Provided data
□ □ □ □
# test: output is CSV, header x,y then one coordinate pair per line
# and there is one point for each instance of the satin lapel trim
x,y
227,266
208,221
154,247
□ □ □ □
Exercise objective
All of the material must be reproduced exactly.

Response to this exercise
# test: output is CSV, header x,y then one coordinate pair per line
# and there is one point for each instance of the satin lapel trim
x,y
227,266
208,221
154,247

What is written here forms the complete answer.